## ARTICLE
Simone Weil, in Pensées sans ordre concernant l'amour de Dieu

dimanche 1 janvier 2023

En homéliant... Monseigneur Charles, Marie Theotokos


Huit jours après Noël, le nouveau calendrier propose très justement aux chrétiens une fête spéciale pour vénérer celle qui nous a donné Jésus. Profitons-en pour nous demander le rôle qu'elle a joué dans l'élaboration de ce chef-d'œuvre de l'humanité qu'est le Cœur de Jésus. Certes, le Saint-Esprit en est le premier responsable, comme le manifeste le caractère surhumain de ce cœur humain ; mais cela n'empêche pas qu'en cette maternité la mère n'ait communiqué à son enfant ce qu'elle avait de meilleur et qu'elle tenait elle-même de Dieu. On trouvera ici quelques-uns des traits communs à la mère et au Fils. On en pourrait donner beaucoup d'autres.

A-t-on remarqué comme Marie est curieuse de savoir, au meilleur sens du mot ? Elle ne s'en laisse pas conter facilement. Sa question à l'ange au jour de l'Annonciation le prouve : Comment cela pourra-t-il se faire ?

Cette curiosité, elle la transmet à Jésus. Bien que le Christ puisse tout connaître lorsque son intelligence humaine rejoint sa science divine, Il aime à interroger les hommes : Combien avez-vous de pains ? Depuis combien de temps es-tu là ? De quoi parlez-vous ? et surtout : Que dit-on de moi ? Procédé pédagogique sans doute, et même peut-être parfois procédé littéraire de la part des évangélistes, mais aussi disposition d'un cœur avide d'explorer les pensées et les sentiments des hommes dont Il est venu résoudre les problèmes.

## CONTENU DES DONNÉES
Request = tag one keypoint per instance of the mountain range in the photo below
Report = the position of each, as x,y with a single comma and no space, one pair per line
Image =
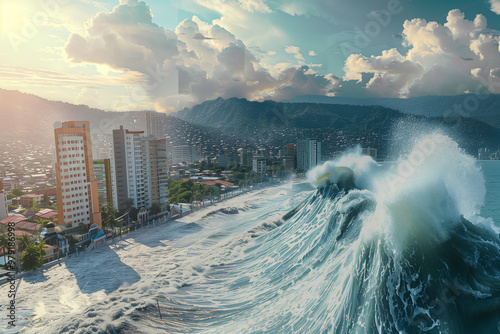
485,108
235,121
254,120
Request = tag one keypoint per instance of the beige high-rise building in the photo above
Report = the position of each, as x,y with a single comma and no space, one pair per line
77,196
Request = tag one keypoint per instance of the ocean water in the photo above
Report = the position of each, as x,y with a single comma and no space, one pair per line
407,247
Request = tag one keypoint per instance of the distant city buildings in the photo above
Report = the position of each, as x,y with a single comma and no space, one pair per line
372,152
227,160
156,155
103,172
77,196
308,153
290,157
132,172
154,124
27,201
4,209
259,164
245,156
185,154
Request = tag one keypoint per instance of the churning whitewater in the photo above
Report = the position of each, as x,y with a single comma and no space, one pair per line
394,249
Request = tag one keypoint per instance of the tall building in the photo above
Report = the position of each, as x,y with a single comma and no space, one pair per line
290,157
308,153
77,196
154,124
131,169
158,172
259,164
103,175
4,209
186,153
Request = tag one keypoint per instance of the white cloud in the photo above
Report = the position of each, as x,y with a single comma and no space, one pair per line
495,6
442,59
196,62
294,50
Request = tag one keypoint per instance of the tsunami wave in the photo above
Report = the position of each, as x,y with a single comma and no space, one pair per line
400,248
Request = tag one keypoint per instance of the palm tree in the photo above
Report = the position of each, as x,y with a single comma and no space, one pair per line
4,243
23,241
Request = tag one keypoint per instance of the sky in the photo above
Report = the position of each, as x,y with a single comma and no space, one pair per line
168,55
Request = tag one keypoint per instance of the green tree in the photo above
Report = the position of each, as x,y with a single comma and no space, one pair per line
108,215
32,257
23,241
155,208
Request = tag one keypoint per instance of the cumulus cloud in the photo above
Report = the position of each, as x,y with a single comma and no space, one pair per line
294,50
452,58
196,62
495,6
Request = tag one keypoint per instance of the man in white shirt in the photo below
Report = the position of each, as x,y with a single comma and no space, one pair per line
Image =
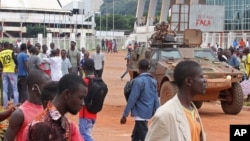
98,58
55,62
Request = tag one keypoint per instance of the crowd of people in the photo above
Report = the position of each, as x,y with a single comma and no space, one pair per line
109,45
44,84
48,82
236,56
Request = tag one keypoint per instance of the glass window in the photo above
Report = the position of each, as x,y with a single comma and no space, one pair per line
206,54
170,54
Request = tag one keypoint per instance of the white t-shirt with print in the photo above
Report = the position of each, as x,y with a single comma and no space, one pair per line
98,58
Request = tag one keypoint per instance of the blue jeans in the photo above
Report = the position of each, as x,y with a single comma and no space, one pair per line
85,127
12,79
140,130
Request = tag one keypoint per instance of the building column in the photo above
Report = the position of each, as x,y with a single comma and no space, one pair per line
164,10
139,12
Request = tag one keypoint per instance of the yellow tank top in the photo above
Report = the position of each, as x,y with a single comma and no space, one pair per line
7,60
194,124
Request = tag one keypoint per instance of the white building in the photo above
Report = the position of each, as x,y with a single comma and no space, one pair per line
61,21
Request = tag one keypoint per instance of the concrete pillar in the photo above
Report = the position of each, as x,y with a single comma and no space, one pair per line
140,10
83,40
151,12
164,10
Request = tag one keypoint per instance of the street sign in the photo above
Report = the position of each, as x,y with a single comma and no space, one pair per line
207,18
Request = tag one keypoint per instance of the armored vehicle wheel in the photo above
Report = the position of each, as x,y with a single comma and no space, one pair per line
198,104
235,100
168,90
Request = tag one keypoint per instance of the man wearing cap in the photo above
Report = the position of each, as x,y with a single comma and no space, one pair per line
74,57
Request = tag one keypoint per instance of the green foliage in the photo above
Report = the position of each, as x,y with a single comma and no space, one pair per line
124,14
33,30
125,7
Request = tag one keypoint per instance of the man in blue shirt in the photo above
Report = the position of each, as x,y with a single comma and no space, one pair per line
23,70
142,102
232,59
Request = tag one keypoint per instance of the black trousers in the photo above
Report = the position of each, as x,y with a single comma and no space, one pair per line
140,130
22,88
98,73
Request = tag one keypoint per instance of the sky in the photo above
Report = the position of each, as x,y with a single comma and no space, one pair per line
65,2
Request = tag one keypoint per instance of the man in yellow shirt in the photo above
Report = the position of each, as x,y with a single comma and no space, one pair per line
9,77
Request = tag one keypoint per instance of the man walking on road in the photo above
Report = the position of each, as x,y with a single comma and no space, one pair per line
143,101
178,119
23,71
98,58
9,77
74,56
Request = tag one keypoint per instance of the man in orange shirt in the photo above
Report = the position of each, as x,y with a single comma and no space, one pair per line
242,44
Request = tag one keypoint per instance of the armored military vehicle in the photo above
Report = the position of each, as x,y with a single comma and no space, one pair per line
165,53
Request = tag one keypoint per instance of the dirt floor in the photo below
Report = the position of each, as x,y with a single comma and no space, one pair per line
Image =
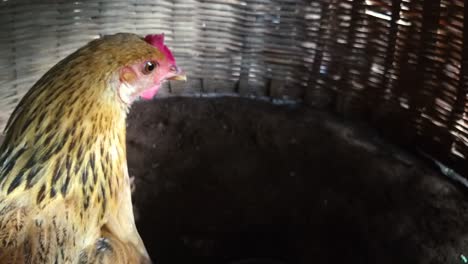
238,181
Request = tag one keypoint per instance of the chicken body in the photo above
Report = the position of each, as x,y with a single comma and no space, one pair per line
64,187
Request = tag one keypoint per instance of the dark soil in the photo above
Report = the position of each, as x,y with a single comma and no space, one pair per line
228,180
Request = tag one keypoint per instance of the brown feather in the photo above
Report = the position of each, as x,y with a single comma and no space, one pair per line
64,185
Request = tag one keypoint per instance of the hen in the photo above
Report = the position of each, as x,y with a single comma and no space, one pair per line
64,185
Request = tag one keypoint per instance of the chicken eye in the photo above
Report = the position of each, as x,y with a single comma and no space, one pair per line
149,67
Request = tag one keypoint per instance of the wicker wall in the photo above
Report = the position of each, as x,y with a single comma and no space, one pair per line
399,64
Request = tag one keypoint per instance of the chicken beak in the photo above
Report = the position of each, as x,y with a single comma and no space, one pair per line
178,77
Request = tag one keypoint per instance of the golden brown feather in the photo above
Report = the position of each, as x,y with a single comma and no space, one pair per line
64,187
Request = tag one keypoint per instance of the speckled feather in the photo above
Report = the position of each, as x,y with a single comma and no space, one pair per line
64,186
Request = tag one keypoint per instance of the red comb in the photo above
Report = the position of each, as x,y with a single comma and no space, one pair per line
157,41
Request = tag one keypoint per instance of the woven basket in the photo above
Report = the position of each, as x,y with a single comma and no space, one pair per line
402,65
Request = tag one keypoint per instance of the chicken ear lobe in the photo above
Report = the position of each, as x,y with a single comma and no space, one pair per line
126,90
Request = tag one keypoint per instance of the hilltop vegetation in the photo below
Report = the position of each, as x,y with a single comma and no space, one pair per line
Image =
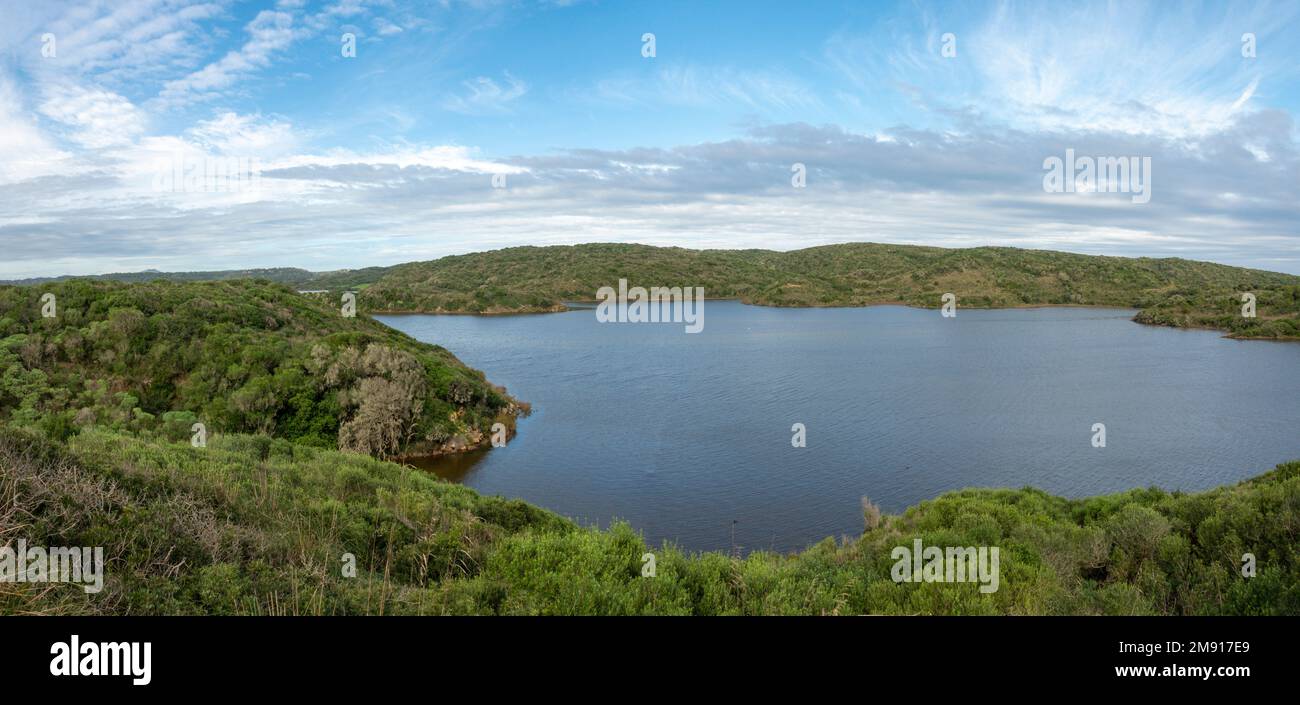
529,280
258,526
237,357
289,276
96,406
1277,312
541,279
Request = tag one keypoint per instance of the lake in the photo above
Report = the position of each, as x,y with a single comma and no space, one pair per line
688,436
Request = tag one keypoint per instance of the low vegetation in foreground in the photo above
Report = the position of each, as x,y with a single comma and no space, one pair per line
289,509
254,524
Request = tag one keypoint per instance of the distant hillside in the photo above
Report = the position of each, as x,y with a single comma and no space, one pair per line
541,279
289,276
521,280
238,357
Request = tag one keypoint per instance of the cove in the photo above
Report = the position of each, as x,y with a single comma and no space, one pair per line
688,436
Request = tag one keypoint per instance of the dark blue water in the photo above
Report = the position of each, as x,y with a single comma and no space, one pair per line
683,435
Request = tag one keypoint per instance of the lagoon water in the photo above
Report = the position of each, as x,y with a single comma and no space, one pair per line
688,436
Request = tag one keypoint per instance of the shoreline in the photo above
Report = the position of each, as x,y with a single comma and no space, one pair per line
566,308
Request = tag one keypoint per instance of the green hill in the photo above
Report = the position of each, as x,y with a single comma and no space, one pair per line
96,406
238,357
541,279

## LISTE DES TÂCHES
**1)** D'après l'article, quelle question Marie pose-t-elle à l'ange le jour de l'Annonciation ?
**2)** Recopiez s'il vous plaît, dans les enregistrements, le passage qui va de la ligne contenant « Request = tag one keypoint per instance of the green hill » jusqu'à la fin des enregistrements, ces deux bornes comprises.
Les enregistrements n'ont aucun lien avec l'article.

## CORRIGÉ DE L'EXERCICE
**1)** Comment cela pourra-t-il se faire ?

**2)**
Request = tag one keypoint per instance of the green hill in the photo above
Report = the position of each, as x,y with a single comma and no space, one pair per line
96,406
238,357
541,279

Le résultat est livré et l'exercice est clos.